» **READING TEXT**:
## Begin

Using the Ottolenghi recipe.

The thing about macarons is the shells dont taste of anything, the are always just egg white, castor sugar, icing sugar and almond meal with a bit of colouring. The flavour comes from the filling – be it ganache, icing sugar, jam, caramel beurre salé, ice cream, fois gras, mousse (yep you can even have savoury macarons)…

So luckily, you just have to find the recipe for the shells you like and practice it over and over again until you get it right. That is the frustrating part – depending on the humidity in the air, the age of the egg white, the temperature of your kitchen, how well your oven can keep the temperature, whether you remember to let the steam out of the oven as they cook – is managing all the variables to get the macarons to come out without splitting across the dome.

I have never tried this recipe, but it is very similar to the Ottenghi one I recommend. Gourmet Traveller Macarons I also rate recipes of this website – they have definitely been tried and tested before publishing. There are a few things the recipe I don’t necessarily agree with for example:

– leave a macaron 4-5 hours seems a little extreme. I usually leave mine 30 mins to an hour before touching one gently to see if a skin has formed.

– I would recommend adding 1g / a pinch of cream of tarter to the egg whites as you start to beat them. This for some reason stabilises the eggs and helps things turn out ok. (Tip from Le Cordon Bleu. Other recipes suggest lemon juice. I figure that is adding more liquid to the mixture and could be problematic later so I haven’t tried it.)

## End

(Dataset records)
## Begin

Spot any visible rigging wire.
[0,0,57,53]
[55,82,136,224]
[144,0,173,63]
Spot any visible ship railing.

## End

» **GIVEN EXERCISE 1**: Condense the paragraph of the macaron text that begins "The thing about macarons" into a short bulleted list that keeps its main facts.
» **GIVEN EXERCISE 2**: Resume the macaron text, picking up right after its final sentence.
The records aren't needed for any of this work.

» **EXERCISE OUTPUT 1**:
- Macaron shells have no real taste of their own.
- The shells are always egg white, castor sugar, icing sugar and almond meal, with a bit of coloring.
- The flavor comes from the filling, such as ganache, jam, caramel beurre salé, ice cream or mousse.
- Macarons can even be savoury.

» **EXERCISE OUTPUT 2**:
– the chef at Le Cordon Bleu recommended 160 degree centigrade without humidity. Above that temp, the macarons discolour. Below that, they won’t cook. And, by without humidity, he means twice through cooking open the door quickly, wait a second for all the steam to come out and shut the door again.

But, as I said I rate the Gourmet Traveller so expect their way to turn out pretty well. And if your macaron shells are a fail, there is nothing wrong with using them to make Eton Mess in cocktail glasses or something. Also, there are some areas of France where the traditional macaron is cracked so you know, just wing it.

But this is where all the recipe books come in handy – ideas for different flavours to make the filling. If you want ideas for filling, I like the big green book on the left – except it is French. You could also try Google of course and end up with suggestions for flavours so hideous and sweet on various blogs. To make macarons that “are the ever eaten” my suggestion would be to try things that are naturally flavoured, use real fruit rather than jams or flavouring, herbs are great too and booze works wonders in a ganache. The best macarons I ever had were with the Cardinal in Zurich from Sprungli that were cinnamon flavour. The best macarons I ever made were either blood orange and campari OR honey and basil.

 

TODAY LONDON NEXT WEEK PARIS

February 9th, 2010 | Posted by The Booyah Cook in Cooking | Macaron | Paris - (0 Comments)

a.k.a. My Love Affair With the Macaron

So how many people have I told the same story to over and over

I’M GOING TO PARIS TO LE CORDON BLEU TO LEARN “THE SECRET OF MACARONS”.

I was talking to Mum on the phone this morning asking her “What other kind of cake is hard and a bit fiddly that you have to practice loads to get perfect and even go to a class?” and she said “Profiteroles?” I told her I already made those and they were easy. Maybe not perfect, but successful enough on the first go to not feel challenged. Sponge cake – I have totally cracked it. I have struggled with cannellés and clafoutis – maybe that is the kind of thing – but nothing like a macaron. If you serve a macaron, people are amazed and always say “HOW DO YOU DO THIS? Is there a mould? Do you drop it into something hot? How do you get it so smooth?” etc etc etc. Anyway I have no clue as to what I will learn in Paris but I am getting HELLISHLY excited. And I feel a bit sick/nervous about it. The confirmation letter even tells you what you have to wear in the kitchen.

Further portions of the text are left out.